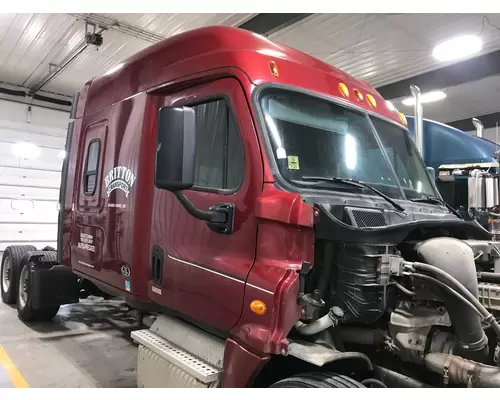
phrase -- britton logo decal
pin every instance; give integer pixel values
(121, 178)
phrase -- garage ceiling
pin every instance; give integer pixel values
(391, 51)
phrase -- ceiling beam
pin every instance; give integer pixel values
(453, 75)
(266, 24)
(488, 120)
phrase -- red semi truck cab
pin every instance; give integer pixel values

________________

WORK INSTRUCTIONS:
Please return every line of the data above unchanged, leaving the pictures out.

RESPONSE:
phrase -- britton logo decal
pin every instance; give integer pixel values
(121, 178)
phrase -- garage ceiling
pin every instance; give integer pixel values
(391, 51)
phrase -- ceiling beam
pin every instance; give integer pixel values
(453, 75)
(266, 24)
(488, 120)
phrase -- red semi truck cab
pin every instance; give integer pixel values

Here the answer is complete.